What's the worst job you ever had?

They had no idea how to care for the animal and were looking for the cheapest of everything and only the minimum that would be required to keep it from dying over night.
For example, if they bought a bird, they’d get the smallest bird cage in the store, no matter what they bought.They’d also buy the cheapest food we had, no matter if it was for another specie of bird.
People who would buy reptiles wouldn’t be willing to purchase things like UV lights or cages/tanks big enough for them to move around in. They’d only buy whatever the over-the-counter dry food is that they sell, which isn’t a replacement for fresh vegetables/fruit and live prey. They wouldn’t buy the vitamin supplements that the reptile would need, nor a book on how to take care of it. It was especially bad with cheap reptiles like Iguanas, Anoles, and Geckos. They’re cute and they’re cheap so people buy them on a whim, not realizing that they need to spend 15 times the price of the animal just for the initial setup, then another couple hundred a year in UV light bulbs and fresh food and new cages/tanks as they grow. (Very few people realize that the adorable little 6 inch long baby Iguana will grow to be 5 feet long and live up to 20 years.)

Don’t get me wrong, some people truly did know how to care for their animals and would do anything needed. But the majority of people just thought they were “neat” and wanted to get them and not give them the time, effort or expense required for a living being. They were little more than novelties or toys. I’d be surprised if a tenth of the animals I sold over those five years lived more than a year. And that year was probably a living hell for them.

A mouse or rat that is used to feed reptiles, large fish and even some mammals (Sugar Gliders are rather fond of a pinkie mouse every now and then).

Edited: Ferret Herder is on the right track. There are plenty of warning signs.

My worst job was in the TA days, mentoring a girl who was teaching High schoolers. Loved the girl, hated the high schoolers. Geneb’s horror tales of his work at the pet shop beat mine out of the water, though.

(We did get one good thing out of him working there: a golden gecko, whom the neighbors of his original owners brought into the pet shop. Original owners wanted to flush him down the toilet after losing him in a garage for several months and finding him again. Some people just don’t deserve to have animals…)

P.S.
The gecko’s being properly taken care of now, thankyouverymuch.

### Problem to work on:
The post about the worst job names certain cheap reptiles as especially bad cases. List them.

### Data block:
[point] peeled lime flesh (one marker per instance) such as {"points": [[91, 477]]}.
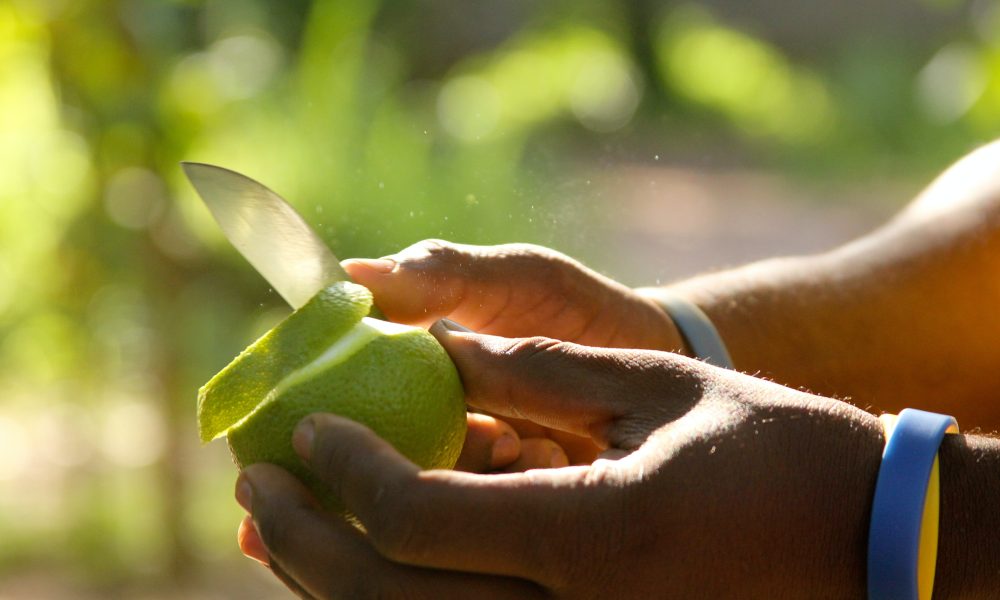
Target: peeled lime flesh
{"points": [[328, 357]]}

### Worked answer:
Iguanas, Anoles, Geckos